● **WHAT THE EXERCISE ASKS**
Please rewrite the material from the line containing "photo. Category: shrub" through its last line, inclusive, changing "power line" to "electrical wire" and leaving everything else untouched.

>> Start EXERCISE INPUT

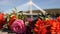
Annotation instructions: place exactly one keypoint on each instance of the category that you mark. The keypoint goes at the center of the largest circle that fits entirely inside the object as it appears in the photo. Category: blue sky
(44, 4)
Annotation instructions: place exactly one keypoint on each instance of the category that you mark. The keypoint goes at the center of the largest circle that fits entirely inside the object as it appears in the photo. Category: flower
(18, 26)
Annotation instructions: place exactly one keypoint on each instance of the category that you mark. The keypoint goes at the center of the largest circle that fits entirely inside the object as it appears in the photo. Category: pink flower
(18, 26)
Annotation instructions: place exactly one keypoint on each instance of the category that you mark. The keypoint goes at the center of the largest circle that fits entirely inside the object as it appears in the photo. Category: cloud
(6, 2)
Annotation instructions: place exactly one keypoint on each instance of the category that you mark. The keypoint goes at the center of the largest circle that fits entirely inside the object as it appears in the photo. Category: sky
(6, 5)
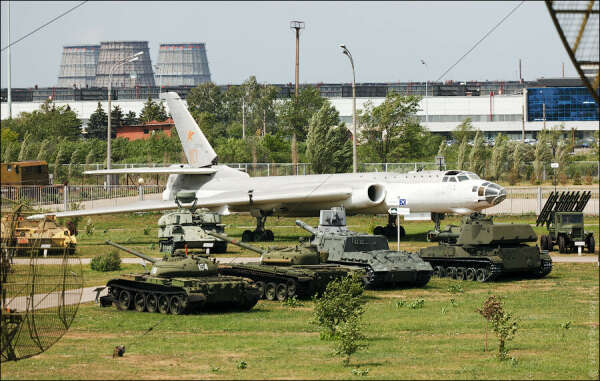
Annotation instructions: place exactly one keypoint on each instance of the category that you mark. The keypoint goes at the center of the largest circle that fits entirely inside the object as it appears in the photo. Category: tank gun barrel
(235, 242)
(306, 227)
(131, 251)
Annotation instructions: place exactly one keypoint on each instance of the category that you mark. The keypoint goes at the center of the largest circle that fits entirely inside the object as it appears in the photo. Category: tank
(43, 235)
(480, 250)
(179, 283)
(187, 227)
(384, 267)
(285, 272)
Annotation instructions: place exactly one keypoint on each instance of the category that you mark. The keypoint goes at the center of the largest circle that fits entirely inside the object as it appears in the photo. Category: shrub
(106, 262)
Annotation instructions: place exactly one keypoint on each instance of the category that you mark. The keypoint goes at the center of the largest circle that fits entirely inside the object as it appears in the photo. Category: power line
(48, 23)
(483, 38)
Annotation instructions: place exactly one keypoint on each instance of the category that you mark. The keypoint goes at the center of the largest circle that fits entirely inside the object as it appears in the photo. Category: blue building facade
(562, 104)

>> End EXERCISE INPUT

● **SOLUTION TO THE EXERCISE**
Annotation instructions: place exactly one keypoint on each instance of the category that you mark. The keypoint goes at the center of the largest circle that fits entirely inside the object as it appears in the photo. Category: shrub
(106, 262)
Annotation instructions: place exactly one keypoint on each instance of the category that you mark. The keypoint goes at the center of the largest circle that fits entirely inside the object as it appears in the photo. Category: electrical wire
(48, 23)
(483, 38)
Annotation instructions: place exactly one keypoint on each instance of the category that you mark. The keypoint goes at the center of the largest circle that fits entirely inside the object as it appears in the photo. Category: blue building facade
(562, 104)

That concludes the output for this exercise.